■ Selected excerpt

For instance, in 2016, millions of customers who had made a purchase from Amazon received an email with the subject line “Your Amazon.com order has been dispatched” with an order code after it. When consumers opened the email, there was no message, just an attachment. If they opened the attachment, consumers ran the risk of installing ransomware on their computers.
What is clone phishing?
Another type of phishing, clone phishing, might be one of the most difficult to detect. In this type of phishing attack, scammers create a nearly identical version of an email that victims have already received.
The cloned email is sent from an address that is nearly, but not quite, the same as the email address used by the message’s original sender. The body of the email looks the same, too. What’s different? The attachment or link in the message has been changed. If victims click on those now, it will take them to a fake website or open an infected attachment.
What is whaling?

(Dataset entries)
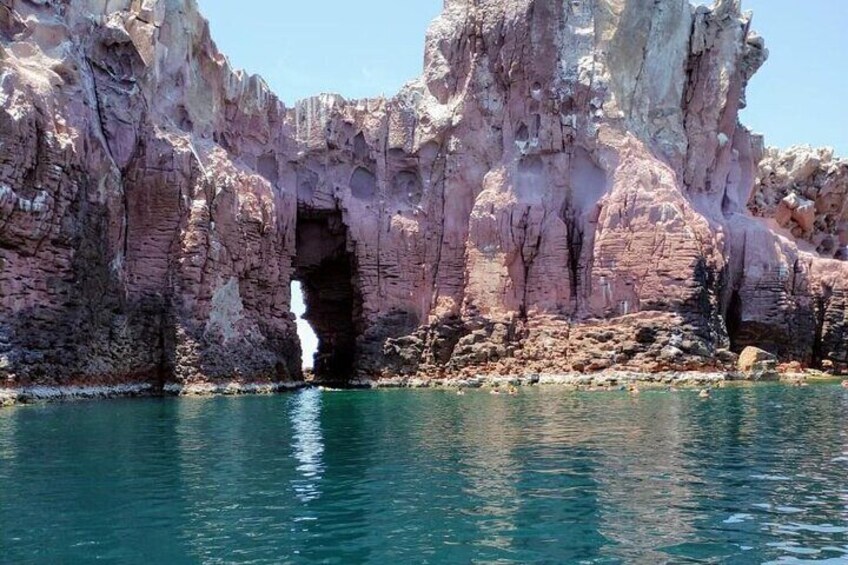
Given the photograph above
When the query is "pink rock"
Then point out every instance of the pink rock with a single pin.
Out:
(538, 201)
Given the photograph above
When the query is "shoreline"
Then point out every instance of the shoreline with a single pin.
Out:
(574, 381)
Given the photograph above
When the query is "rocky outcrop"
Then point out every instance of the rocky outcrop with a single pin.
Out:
(805, 192)
(565, 188)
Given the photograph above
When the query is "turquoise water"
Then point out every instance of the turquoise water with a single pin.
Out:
(753, 475)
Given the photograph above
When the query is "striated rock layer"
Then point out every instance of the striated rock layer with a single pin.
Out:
(565, 188)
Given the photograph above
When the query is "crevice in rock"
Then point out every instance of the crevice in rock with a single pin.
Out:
(734, 321)
(822, 302)
(327, 272)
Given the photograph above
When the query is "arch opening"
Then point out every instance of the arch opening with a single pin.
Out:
(326, 272)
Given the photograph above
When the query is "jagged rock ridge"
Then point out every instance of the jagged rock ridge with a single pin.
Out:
(566, 187)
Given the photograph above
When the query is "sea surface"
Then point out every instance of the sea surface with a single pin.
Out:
(755, 474)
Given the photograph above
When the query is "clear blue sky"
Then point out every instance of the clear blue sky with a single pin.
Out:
(369, 47)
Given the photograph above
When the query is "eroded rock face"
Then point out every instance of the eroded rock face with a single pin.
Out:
(566, 187)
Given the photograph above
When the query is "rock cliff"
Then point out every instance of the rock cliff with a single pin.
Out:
(565, 188)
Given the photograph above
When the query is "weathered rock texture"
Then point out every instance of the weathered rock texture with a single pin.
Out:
(566, 187)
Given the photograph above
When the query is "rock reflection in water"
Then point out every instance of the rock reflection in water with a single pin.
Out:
(307, 443)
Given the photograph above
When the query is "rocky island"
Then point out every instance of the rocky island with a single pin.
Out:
(566, 189)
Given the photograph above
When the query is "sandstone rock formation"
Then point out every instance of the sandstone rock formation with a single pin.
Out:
(566, 187)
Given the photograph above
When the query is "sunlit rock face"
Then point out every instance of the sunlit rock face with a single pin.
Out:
(566, 187)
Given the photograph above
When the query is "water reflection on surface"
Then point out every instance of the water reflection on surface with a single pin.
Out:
(307, 443)
(753, 475)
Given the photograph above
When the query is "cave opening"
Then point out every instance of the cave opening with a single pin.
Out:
(326, 271)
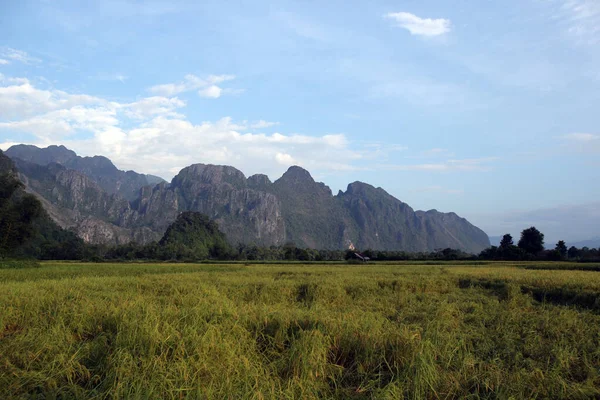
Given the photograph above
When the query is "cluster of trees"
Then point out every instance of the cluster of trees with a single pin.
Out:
(531, 247)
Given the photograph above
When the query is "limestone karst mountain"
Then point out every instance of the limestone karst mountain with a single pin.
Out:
(104, 206)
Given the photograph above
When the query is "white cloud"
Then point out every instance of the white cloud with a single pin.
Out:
(151, 134)
(262, 124)
(467, 164)
(583, 19)
(9, 54)
(152, 106)
(420, 26)
(582, 137)
(211, 92)
(206, 87)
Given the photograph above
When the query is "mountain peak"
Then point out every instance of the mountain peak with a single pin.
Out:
(211, 174)
(296, 174)
(43, 156)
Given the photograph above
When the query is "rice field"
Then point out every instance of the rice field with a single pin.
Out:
(300, 331)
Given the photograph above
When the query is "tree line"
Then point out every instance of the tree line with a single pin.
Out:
(531, 247)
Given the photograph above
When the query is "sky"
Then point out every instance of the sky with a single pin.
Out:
(488, 109)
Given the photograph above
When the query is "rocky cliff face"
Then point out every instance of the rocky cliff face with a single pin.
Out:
(98, 168)
(78, 203)
(248, 210)
(244, 214)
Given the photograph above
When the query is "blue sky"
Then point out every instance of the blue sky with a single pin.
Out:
(485, 108)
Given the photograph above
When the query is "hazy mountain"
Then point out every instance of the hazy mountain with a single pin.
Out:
(294, 208)
(98, 168)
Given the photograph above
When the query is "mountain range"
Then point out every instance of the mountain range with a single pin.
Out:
(105, 205)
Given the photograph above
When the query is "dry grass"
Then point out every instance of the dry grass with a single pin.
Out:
(298, 331)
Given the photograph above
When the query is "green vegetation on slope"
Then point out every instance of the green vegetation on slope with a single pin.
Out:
(281, 331)
(25, 229)
(193, 235)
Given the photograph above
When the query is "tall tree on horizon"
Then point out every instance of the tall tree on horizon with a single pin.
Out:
(532, 241)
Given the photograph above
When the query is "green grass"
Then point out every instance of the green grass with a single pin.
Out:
(71, 330)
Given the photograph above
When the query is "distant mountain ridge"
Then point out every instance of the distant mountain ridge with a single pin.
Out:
(104, 206)
(99, 168)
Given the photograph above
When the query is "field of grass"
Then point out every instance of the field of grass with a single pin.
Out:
(496, 330)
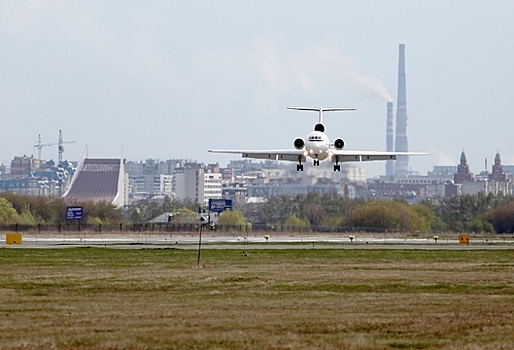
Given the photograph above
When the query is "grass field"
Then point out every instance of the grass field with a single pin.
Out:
(94, 298)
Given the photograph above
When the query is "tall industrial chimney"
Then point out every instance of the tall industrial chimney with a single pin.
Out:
(390, 139)
(401, 142)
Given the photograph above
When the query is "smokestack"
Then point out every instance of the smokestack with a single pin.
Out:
(401, 142)
(390, 139)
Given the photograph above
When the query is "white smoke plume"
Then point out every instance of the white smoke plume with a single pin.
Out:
(311, 69)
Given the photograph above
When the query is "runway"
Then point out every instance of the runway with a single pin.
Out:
(320, 241)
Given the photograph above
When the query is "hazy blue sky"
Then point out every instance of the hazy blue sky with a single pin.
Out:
(171, 79)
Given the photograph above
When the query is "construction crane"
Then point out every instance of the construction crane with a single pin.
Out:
(40, 145)
(60, 146)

■ Activity 1
In the text on phishing, what is changed in a cloned email compared with the original message?
■ Activity 2
Pick up the text on phishing after its last line and keep writing it.

■ Output 1
The attachment or link in the message has been changed.

■ Output 2
Sometimes phishers go after the biggest of targets, the whales. Whaling attacks target chief executive officers, chief operating officers, or other high-ranking executives in a company. The goal is to trick these powerful people into giving up the most sensitive of corporate data.
These attacks are more sophisticated than general phishing attacks and require plenty of research from scammers. They usually rely on fraudulent emails that appear to be from trusted sources within the company or from legitimate outside agencies.
How can I protect myself from phishing?
The good news? You can avoid being scammed by phishing attacks. All it requires is some common sense.
Don’t open suspicious emails: If you receive an email supposedly from a financial institution with an alarming subject line — such as “Account suspended!” or “Funds on hold” — delete it. If you are worried that there is a problem, log in to your account directly. If there really is a problem with your bank account or credit card, you’ll find information once you’ve logged in.
Don’t click on suspicious links in emails: If you do open an email from someone you don’t know and you are instructed to click on a link, don’t. Often, these links will take you to fake websites that will then encourage you to either install malware on your computer or provide personal financial information.
Don’t send financial information through email: Your bank or credit card provider will never ask you to provide bank account numbers, your Social Security number, or passwords through email.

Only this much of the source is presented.